>>>

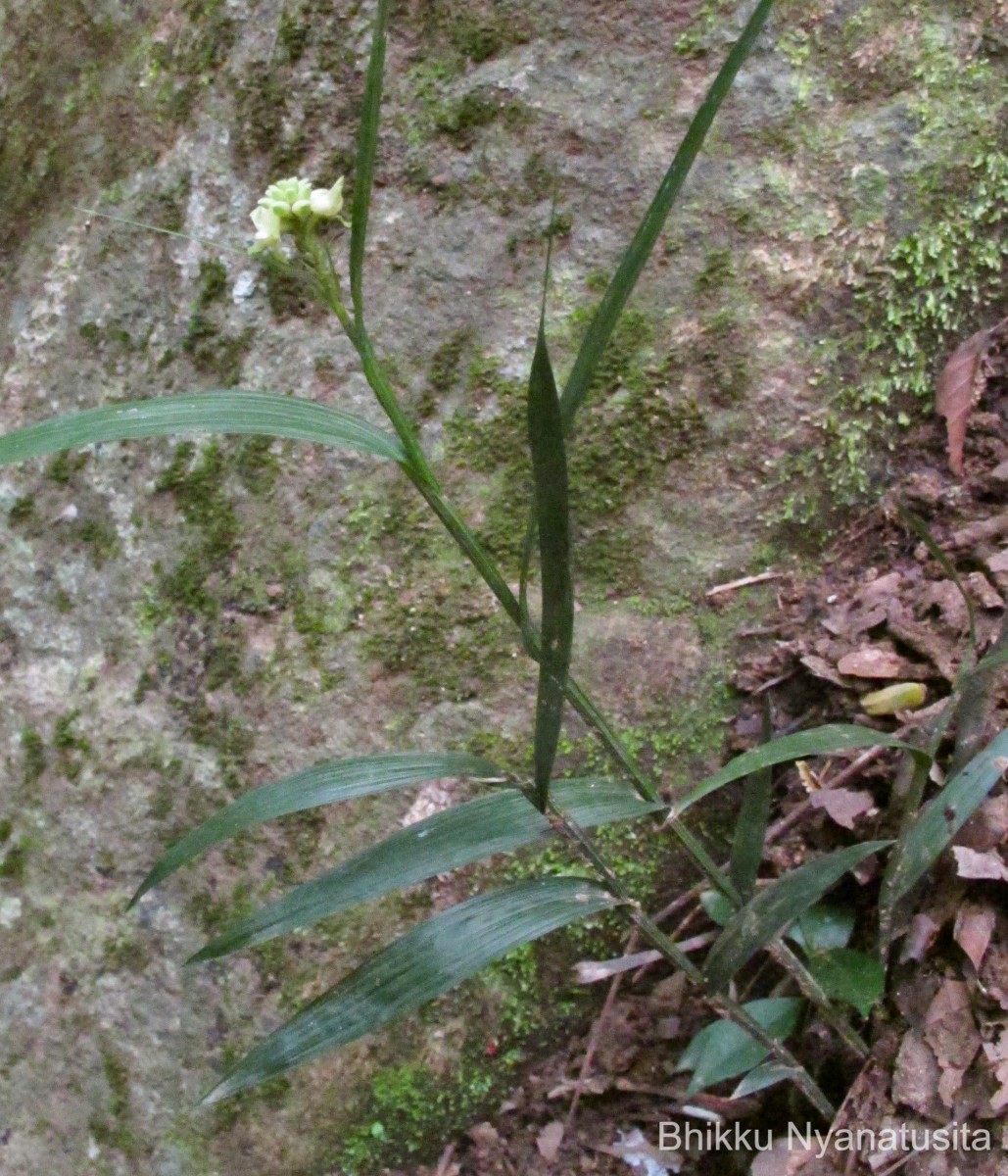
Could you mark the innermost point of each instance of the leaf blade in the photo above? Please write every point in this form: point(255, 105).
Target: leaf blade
point(366, 154)
point(765, 916)
point(419, 965)
point(552, 516)
point(636, 257)
point(750, 822)
point(826, 740)
point(324, 783)
point(496, 823)
point(723, 1050)
point(257, 413)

<<<

Work to be completed >> Without the pictures, copy out all the records above exactly.

Result for this task >>
Could you mark the innermost point of each instance of the leaf blade in the photo above? Please write every point in this form: point(255, 105).
Target: leaf blade
point(366, 154)
point(765, 916)
point(419, 965)
point(552, 516)
point(636, 257)
point(750, 822)
point(826, 740)
point(324, 783)
point(496, 823)
point(723, 1050)
point(257, 413)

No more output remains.